* Begin Stored records *
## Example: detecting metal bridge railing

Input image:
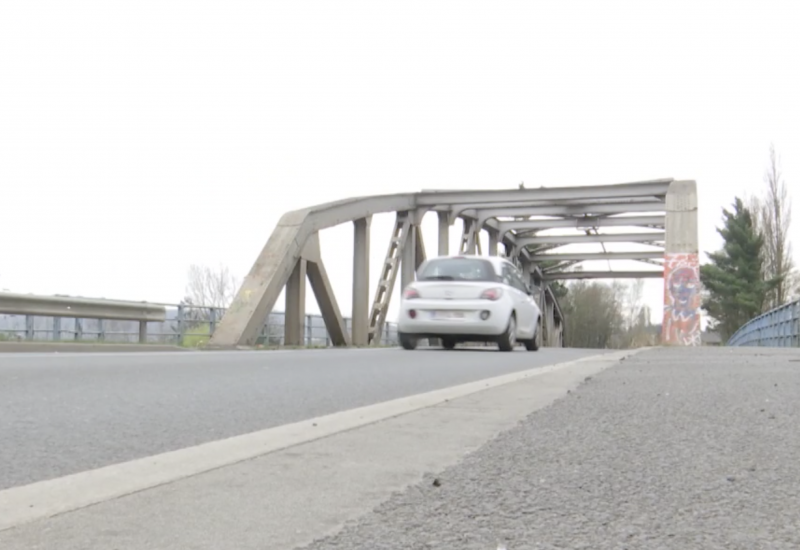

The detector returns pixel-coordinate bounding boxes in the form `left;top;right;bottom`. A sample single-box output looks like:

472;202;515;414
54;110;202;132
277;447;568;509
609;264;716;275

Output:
0;293;398;348
727;300;800;348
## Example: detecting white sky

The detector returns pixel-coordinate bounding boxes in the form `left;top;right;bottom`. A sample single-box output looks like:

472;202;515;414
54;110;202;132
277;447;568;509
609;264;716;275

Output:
0;0;800;326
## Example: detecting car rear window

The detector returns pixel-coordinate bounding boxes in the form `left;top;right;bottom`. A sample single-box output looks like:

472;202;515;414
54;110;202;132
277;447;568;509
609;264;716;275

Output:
417;258;498;281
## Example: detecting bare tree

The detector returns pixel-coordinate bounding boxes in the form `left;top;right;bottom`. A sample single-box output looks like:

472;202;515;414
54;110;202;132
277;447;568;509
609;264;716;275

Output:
750;145;794;309
183;264;239;316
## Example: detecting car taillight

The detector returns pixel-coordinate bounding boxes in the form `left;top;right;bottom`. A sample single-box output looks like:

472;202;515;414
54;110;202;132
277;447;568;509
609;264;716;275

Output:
481;288;503;302
403;288;419;300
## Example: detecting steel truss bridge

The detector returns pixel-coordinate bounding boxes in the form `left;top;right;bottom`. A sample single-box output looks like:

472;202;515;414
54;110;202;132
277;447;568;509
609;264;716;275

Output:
209;179;699;354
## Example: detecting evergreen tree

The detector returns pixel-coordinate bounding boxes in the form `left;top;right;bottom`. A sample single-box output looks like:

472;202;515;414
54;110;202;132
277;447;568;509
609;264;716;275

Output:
700;201;778;340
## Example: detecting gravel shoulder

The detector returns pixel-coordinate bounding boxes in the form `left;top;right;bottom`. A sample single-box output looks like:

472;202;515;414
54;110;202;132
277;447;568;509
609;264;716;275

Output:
307;348;800;550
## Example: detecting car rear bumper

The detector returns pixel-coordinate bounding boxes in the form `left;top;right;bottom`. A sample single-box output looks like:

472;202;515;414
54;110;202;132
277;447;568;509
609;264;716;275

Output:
397;300;511;339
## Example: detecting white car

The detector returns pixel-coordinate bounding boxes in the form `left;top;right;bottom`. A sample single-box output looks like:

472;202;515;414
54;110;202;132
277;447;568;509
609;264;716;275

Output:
397;256;541;351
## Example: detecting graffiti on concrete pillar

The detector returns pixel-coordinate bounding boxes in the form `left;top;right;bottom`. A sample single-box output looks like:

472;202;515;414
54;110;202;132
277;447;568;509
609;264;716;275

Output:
661;254;700;346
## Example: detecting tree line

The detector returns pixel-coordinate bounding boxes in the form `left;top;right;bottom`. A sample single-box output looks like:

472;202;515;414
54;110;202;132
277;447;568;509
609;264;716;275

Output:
559;146;800;348
700;146;800;341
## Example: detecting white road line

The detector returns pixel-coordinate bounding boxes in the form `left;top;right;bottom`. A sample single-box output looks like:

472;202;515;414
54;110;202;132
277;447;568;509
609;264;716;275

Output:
0;350;642;531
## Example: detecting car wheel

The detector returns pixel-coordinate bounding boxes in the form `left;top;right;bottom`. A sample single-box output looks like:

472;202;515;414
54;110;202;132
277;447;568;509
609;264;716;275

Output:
497;315;517;351
525;323;542;351
398;332;417;351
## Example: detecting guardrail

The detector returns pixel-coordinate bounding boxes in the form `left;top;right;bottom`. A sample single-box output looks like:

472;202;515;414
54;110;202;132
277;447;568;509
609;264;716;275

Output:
0;292;166;343
0;293;397;347
727;300;800;348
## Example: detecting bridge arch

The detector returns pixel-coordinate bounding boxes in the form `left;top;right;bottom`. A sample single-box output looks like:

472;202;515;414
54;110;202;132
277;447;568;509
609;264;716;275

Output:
209;179;699;348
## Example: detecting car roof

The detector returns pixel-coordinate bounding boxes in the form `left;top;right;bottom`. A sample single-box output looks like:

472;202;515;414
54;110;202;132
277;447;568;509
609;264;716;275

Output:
428;254;513;265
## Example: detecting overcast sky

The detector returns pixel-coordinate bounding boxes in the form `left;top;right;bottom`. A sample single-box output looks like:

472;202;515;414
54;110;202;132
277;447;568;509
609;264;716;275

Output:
0;0;800;326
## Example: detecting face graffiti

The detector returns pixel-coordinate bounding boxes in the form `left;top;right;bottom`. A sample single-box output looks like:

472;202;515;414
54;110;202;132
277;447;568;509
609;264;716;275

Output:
662;254;700;346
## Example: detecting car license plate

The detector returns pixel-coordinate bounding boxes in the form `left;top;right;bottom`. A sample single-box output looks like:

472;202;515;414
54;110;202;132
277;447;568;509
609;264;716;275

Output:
433;311;465;320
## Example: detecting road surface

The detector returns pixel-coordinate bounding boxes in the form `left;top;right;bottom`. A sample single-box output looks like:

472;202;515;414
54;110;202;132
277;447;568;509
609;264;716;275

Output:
0;349;597;490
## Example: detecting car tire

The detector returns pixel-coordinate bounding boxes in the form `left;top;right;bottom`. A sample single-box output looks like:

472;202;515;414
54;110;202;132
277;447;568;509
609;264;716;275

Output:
497;314;517;351
398;332;417;351
525;322;542;351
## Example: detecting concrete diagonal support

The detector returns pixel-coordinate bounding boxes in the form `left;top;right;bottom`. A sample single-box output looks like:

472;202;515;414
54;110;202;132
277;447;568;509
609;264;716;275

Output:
302;233;350;346
207;210;310;349
283;257;308;346
351;216;372;346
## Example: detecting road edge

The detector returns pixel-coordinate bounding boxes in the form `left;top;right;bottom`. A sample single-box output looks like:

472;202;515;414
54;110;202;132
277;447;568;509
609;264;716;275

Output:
0;348;651;531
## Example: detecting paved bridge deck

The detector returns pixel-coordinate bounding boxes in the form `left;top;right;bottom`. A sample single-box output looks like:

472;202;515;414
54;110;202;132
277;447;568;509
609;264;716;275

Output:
0;348;800;550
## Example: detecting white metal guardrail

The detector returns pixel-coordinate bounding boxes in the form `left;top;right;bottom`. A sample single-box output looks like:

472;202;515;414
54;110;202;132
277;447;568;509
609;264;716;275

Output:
0;293;397;347
0;292;167;343
727;300;800;348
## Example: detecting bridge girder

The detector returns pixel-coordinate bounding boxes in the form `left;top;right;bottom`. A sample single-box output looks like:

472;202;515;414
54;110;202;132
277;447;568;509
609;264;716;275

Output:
209;179;696;347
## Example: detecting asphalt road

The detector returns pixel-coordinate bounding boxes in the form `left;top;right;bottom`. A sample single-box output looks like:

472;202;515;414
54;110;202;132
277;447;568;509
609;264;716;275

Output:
304;348;800;550
0;349;598;490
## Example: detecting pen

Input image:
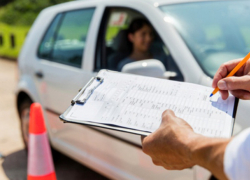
* End Stored records *
What you need to do
Reproduce the data verbatim in the stretch from the line containing "## Example: detecting car tire" through the line containing "525;322;542;351", with both of those lines included.

Expected answer
## Example: detecting car tire

The detector returns pixel-coordinate bounding boxes in the form `left;top;right;bottom`. A sample single-box output looks like:

472;202;515;414
54;110;202;132
277;447;568;509
609;264;716;275

Output:
497;314;517;351
398;332;417;351
525;322;542;351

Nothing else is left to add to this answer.